▶ DATA PROVIDED
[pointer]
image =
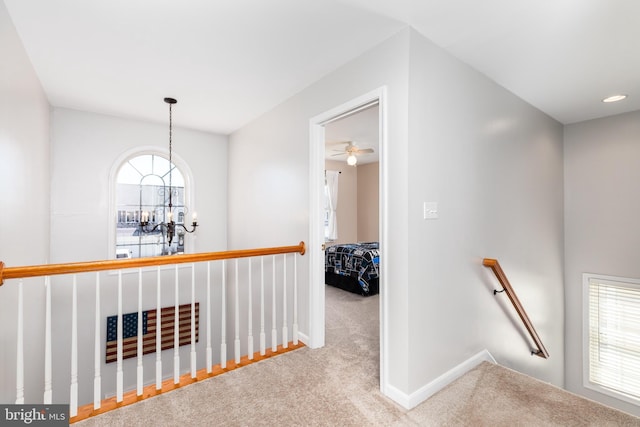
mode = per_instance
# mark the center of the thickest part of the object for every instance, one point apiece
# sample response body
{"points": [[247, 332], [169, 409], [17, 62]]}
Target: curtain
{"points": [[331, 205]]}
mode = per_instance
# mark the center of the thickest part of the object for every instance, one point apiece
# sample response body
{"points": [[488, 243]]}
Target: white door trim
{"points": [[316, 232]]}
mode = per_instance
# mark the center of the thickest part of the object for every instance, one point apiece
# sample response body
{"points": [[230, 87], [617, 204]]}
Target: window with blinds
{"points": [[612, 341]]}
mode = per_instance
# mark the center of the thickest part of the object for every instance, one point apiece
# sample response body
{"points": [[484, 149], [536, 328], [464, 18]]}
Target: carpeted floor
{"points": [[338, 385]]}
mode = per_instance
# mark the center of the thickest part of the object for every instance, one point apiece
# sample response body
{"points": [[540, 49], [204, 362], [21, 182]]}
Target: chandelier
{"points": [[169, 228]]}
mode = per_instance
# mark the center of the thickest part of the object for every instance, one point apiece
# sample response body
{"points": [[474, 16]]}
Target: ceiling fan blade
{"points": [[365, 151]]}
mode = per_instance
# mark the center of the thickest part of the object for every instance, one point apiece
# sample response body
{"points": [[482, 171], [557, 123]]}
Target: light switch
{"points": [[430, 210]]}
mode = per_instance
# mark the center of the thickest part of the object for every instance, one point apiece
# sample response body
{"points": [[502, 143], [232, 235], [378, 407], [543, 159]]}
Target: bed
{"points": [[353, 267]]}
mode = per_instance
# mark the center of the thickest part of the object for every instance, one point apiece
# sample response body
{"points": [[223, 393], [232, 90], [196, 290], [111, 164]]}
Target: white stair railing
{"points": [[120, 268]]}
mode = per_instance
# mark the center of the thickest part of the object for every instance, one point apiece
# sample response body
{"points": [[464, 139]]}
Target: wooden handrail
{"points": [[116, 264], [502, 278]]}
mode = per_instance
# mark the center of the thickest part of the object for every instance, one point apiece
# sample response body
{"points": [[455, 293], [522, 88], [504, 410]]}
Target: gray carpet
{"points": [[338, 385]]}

▶ YOUR GOAL
The expected output is the complete listing, word for word, without any picture.

▶ TASK ANSWER
[pointer]
image =
mode = per_instance
# mark the center of the thickest part of the object for every instance, one point apiece
# sample response body
{"points": [[247, 332], [169, 409], [17, 62]]}
Target: curtain
{"points": [[331, 205]]}
mode = per_instance
# mark the center of the thickest part of the object for every instance, one point apiece
# sample response body
{"points": [[488, 243]]}
Target: white door trim
{"points": [[316, 232]]}
mode = per_instance
# mark the center of the thickest part of the object for every instance, one point apiece
# sample response body
{"points": [[230, 87], [617, 204]]}
Target: window with blinds
{"points": [[612, 341]]}
mode = per_instance
# mark the center of the thickest part of the object for every instance, one point apiece
# sample response body
{"points": [[484, 149], [536, 328], [464, 18]]}
Target: carpeted floor
{"points": [[338, 385]]}
mode = per_instance
# mark the center of the thickest part of the object for every instance, one point apiece
# sample response body
{"points": [[540, 49], [204, 362], [21, 182]]}
Target: chandelier
{"points": [[169, 228]]}
mode = per_instance
# mark the center of the thickest part of the object for every instance, one point apiece
# sample response body
{"points": [[474, 16]]}
Target: ceiling fan blade
{"points": [[365, 151]]}
mode = per_instance
# mark the center of the thickest part of the object for every instance, one point apiece
# sample response body
{"points": [[482, 171], [557, 123]]}
Target: light switch
{"points": [[430, 210]]}
mode = per_instance
# mark the center of the thickest part of the object for every instance, one point apiece
# sample response body
{"points": [[502, 143], [232, 235], [378, 407], [543, 159]]}
Target: bed
{"points": [[353, 267]]}
mode = per_instance
# mark the center of the thickest part of the object for every instance, one point apiece
# sample response body
{"points": [[223, 393], [232, 90], [196, 290], [111, 164]]}
Target: white stair railing
{"points": [[120, 268]]}
mode = per_instance
# mark the center of the thickest part of the object for every instance, one point apiece
# sample response body
{"points": [[464, 139]]}
Target: wooden handrail
{"points": [[116, 264], [502, 278]]}
mode = per_instance
# mark the center of the thickest part of the object for every instance, one point apiece
# sample response body
{"points": [[455, 293], [522, 88], [504, 410]]}
Target: gray carpet
{"points": [[338, 385]]}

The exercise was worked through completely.